■ **Your task**: Below, retype word for word the stretch of entries from the line containing "Where can you find the parked" through the line containing "point(1416, 270)", including both of those lines.
▼
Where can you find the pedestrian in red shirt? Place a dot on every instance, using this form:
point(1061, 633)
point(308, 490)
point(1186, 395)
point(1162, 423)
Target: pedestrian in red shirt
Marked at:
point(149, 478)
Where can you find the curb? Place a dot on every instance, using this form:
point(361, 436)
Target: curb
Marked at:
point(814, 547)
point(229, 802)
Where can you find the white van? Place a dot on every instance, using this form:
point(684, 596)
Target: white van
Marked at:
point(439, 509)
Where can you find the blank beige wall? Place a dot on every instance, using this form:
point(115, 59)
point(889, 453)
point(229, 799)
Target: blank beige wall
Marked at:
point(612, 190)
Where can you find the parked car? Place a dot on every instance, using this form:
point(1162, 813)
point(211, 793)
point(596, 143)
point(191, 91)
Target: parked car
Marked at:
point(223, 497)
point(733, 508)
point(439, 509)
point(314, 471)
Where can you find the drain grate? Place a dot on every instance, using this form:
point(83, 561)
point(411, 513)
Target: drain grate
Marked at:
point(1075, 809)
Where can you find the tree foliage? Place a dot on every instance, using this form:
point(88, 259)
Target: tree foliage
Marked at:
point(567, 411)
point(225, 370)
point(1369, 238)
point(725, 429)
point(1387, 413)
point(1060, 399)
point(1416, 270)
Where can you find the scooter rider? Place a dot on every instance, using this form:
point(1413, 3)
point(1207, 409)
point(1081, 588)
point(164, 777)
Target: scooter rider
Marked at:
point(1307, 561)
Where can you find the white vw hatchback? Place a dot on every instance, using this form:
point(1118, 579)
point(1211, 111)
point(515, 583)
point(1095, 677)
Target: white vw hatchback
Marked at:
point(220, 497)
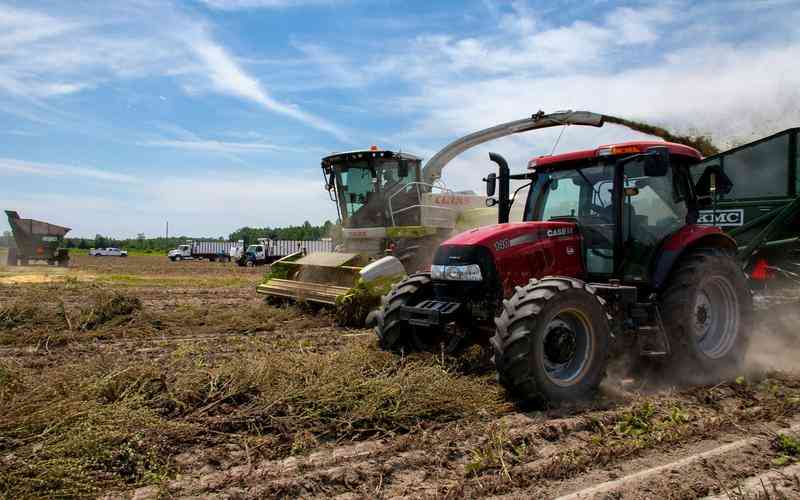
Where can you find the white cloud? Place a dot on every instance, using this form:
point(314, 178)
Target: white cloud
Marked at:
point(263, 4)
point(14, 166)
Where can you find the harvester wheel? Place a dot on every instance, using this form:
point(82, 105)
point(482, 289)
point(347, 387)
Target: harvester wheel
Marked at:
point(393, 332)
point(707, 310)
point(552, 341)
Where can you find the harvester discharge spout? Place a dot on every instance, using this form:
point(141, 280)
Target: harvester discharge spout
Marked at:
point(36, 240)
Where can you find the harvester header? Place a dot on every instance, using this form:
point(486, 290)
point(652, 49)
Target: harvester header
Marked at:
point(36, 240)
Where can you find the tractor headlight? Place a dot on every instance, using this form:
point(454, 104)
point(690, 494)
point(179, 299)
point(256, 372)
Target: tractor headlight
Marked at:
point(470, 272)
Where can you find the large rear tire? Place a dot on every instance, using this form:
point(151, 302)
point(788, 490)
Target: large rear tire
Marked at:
▲
■ **Response to this task**:
Where can you find the parked car? Place a dot on every instance, using this form:
point(1162, 813)
point(211, 793)
point(596, 143)
point(191, 91)
Target: parked car
Marked at:
point(223, 497)
point(733, 508)
point(439, 509)
point(314, 471)
Where can you find the drain grate? Place a dot on every instance, using this form:
point(83, 561)
point(411, 513)
Target: drain grate
Marked at:
point(1075, 809)
Where can you find the tree foliage? Place a dot on every instance, using this form:
point(88, 259)
Target: tree foliage
Marked at:
point(567, 411)
point(225, 370)
point(1369, 238)
point(725, 429)
point(1387, 413)
point(1060, 399)
point(1416, 270)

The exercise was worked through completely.